* Textauszug
= = =
# Gerüche in der Küche



## MichaelB (7. März 2004)

Moin,

was tut man eigentlich gegen den Geruch, den Bratfisch in der Küche ( und im restlichen Haus ) hinterlässt?

Ich wüßte da nur zwei Tricks: 
1) Tür zu und Fenster auf - geht bei mir nicht weil wir eine "offene" Küche haben
2) sein lassen und keinen Fisch braten - geht nicht weil meine Mädels und ich viel zu gern Fisch essen.

Also was tun? 
Tauchen diese Edelstahl-Teile ( ich glaube die heißen Zilo oder so... ) was?

Gruß
Michael


----------



## Glxxssbxrg (7. März 2004)

Hallo Michael,
eigentlich kenne ich nur eine Antwort:

Frischen Fisch verwenden !!  Auf gefrorenen Fisch verzichten.
Besonders bei Heringen macht sich das positiv bemerkbar !!!

Burkhard


----------



## MichaelB (7. März 2004)
= = =
* Vorliegendes Material

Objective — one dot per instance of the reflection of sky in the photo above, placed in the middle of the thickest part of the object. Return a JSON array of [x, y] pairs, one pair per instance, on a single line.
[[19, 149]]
= = =
* Aufgabenstellung
Fasse den Textauszug in genau zwei Sätzen zusammen. Stütze dich dabei ausschließlich auf den Textauszug.

* Gelöste Aufgabe
Michael fragt, was man gegen den Geruch von Bratfisch in der Küche und im restlichen Haus tun kann, da Tür zu und Fenster auf wegen der offenen Küche nicht geht und das Fischbraten sein zu lassen nicht infrage kommt, und er erkundigt sich, ob Edelstahl-Teile etwas taugen. Burkhard antwortet, man solle frischen Fisch verwenden und auf gefrorenen verzichten, was sich besonders bei Heringen positiv bemerkbar mache.